#### [Explore the material]
1) According to the passage on monocytes and macrophages, which cytokine is the major one for monocyte development and proliferation?
2) In the passage on monocytes and macrophages, please rewrite the part starting with "Tissue macrophages can" and going on through "stimuli [102, 103].", substituting "lineage tracing studies" for "fate mapping studies".
3) Extend the passage on monocytes and macrophages beyond its final sentence.
[Reading text — start]
Macrophages are professional phagocytes, leading members of the so-called ‘mononuclear phagocyte system’, which also includes monocytes and monocyte-derived dendritic cells [96, 97]. These cells are not only important for the phagocytosis of pathogens but also the clean up of dead, dying and senescent cells throughout the body, and they contribute critically to tissue remodelling and repair. Thereby, monocytes and macrophages can be implicated in systemic inflammation either during its propagation or resolution. This section will introduce briefly monocytes and macrophages, and their role in inflammation will be described in the respective section Systemic inflammation.
Monocytes arise in the bone marrow from a myeloid progenitor common with neutrophils, and circulate in the blood at frequencies of about 5-10%. Macrophage colony stimulating factor (M-CSF) is the major cytokine for their development and proliferation. Following inflammatory insult or infection, monocytes are recruited from the blood to the tissues and undergo differentiation into macrophages and dendritic cells, forming specialised populations within the tissue microenvironment [96].
Tissue macrophages can also have prenatal origins, more recently confirmed by fate mapping studies. Tissue resident macrophages can derive from precursors originating in the embryonic yolk sac and seeded into the tissue before birth, and their local proliferation has a considerable role in self-renewal of resident cells [98-100]. Both blood-borne monocyte precursors and yolk-sac derived cells may be equally important to replenish tissue macrophage populations during inflammation resolution [101]. The complex nomenclature of monocyte and macrophage subsets is amplified by their differences in origin and tissue location, and the functional plasticity of these cells in response to different environmental stimuli [102, 103].
[Reading text — finish]
[Data extracts — start]
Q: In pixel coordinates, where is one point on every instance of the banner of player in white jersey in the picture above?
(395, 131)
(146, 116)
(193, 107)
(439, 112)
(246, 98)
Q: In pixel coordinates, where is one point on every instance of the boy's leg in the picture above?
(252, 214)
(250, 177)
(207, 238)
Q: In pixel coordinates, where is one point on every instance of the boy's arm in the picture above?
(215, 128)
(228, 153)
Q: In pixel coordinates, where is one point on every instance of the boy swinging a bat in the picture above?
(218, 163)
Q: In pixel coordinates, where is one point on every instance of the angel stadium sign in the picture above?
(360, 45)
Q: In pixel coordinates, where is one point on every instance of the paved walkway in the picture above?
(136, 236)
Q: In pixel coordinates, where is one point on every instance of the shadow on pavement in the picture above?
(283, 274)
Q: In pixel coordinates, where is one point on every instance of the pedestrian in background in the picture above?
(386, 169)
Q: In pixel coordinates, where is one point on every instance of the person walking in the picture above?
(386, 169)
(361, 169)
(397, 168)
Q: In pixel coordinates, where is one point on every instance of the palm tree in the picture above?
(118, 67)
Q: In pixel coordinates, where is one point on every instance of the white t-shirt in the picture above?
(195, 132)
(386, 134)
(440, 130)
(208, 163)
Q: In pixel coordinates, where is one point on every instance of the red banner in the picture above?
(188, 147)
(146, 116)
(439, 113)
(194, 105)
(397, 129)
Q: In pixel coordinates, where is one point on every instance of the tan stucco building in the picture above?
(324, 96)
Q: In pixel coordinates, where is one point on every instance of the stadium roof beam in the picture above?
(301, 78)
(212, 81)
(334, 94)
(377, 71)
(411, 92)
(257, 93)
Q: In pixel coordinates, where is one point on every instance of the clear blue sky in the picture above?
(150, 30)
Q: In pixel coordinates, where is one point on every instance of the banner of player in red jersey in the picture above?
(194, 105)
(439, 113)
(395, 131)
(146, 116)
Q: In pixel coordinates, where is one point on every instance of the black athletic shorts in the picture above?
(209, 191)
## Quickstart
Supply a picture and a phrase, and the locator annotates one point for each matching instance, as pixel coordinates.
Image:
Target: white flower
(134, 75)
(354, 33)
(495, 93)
[Data extracts — finish]
#### [Answers to the exercise]
1) Macrophage colony stimulating factor (M-CSF).

2)
Tissue macrophages can also have prenatal origins, more recently confirmed by lineage tracing studies. Tissue resident macrophages can derive from precursors originating in the embryonic yolk sac and seeded into the tissue before birth, and their local proliferation has a considerable role in self-renewal of resident cells [98-100]. Both blood-borne monocyte precursors and yolk-sac derived cells may be equally important to replenish tissue macrophage populations during inflammation resolution [101]. The complex nomenclature of monocyte and macrophage subsets is amplified by their differences in origin and tissue location, and the functional plasticity of these cells in response to different environmental stimuli [102, 103].

3)
The function of macrophages in different tissues has been recently well reviewed [101, 102]. The bone marrow contains stromal macrophages, which have an important function in clearing the nuclei of erythrocyte precursors [104, 105], and osteoclasts, that work with osteoblasts to control bone resorption and remodelling, and regulate the movement of HSCs [106]. The spleen contains several diverse macrophage subsets, including F4/80+ red pulp macrophages that, along with Kupffer cells of the liver, are important for erythrocyte turnover and iron recycling [107]. Phagocytic macrophages in the marginal zone of the spleen express DC-SIGN and the scavenger receptor MARCO, important for apoptotic cell clearance and capture of blood antigens [108]. As well as lymphoid tissues, specialised macrophages are abundant in all organs including the liver (Kupffer cells), lung (alveolar macrophages), skin (Langerhans’s cells), nervous system (microglia), adipose tissue and body cavities (peritoneal and pleural). Tissue specific factors and environmental cues guide transcriptional control of gene expression and therefore the diverse functional specialisation of these cells [101, 102]. Macrophages have fundamental roles in homeostatic clearance of apoptotic cells in multiple tissues, and defects in this clearance contribute to autoimmune and chronic inflammatory diseases [109].
Circulating blood monocytes exhibit also some heterogeneity. The two major populations in humans are CD14hiCD16- and CD14lowCD16+; the latter comprises between 10% and 50% of blood monocytes, as it is expanded during inflammation, leading to the descriptor ‘inflammatory’ or ‘non-classical’ monocytes, as distinct from CD14hiCD16- ‘classical’ or ‘resident’ monocytes [110]. The analogous populations in the mouse are Ly6ChiCD43+ classical monocytes and Ly6ClowCD43hi non-classical monocytes [111], usually defined as subsets of the CD115 (CSF-1) positive population, although this monocyte marker can be down-regulated during inflammation. A splenic reservoir of undifferentiated monocytes has been also described [112]. Generally, a model has emerged whereby bone marrow derived monocytes are released into the circulation with a Ly6Chi phenotype: in the absence of inflammation these cells pass through a Ly6Cmed phenotype and switch to Ly6Clow resident monocytes, which can enter the tissues and replenish resident populations. On the other hand, both Ly6Chi and Ly6Cmed monocytes can migrate into inflamed tissues and differentiate to macrophages and dendritic cells following pro-inflammatory cues [96].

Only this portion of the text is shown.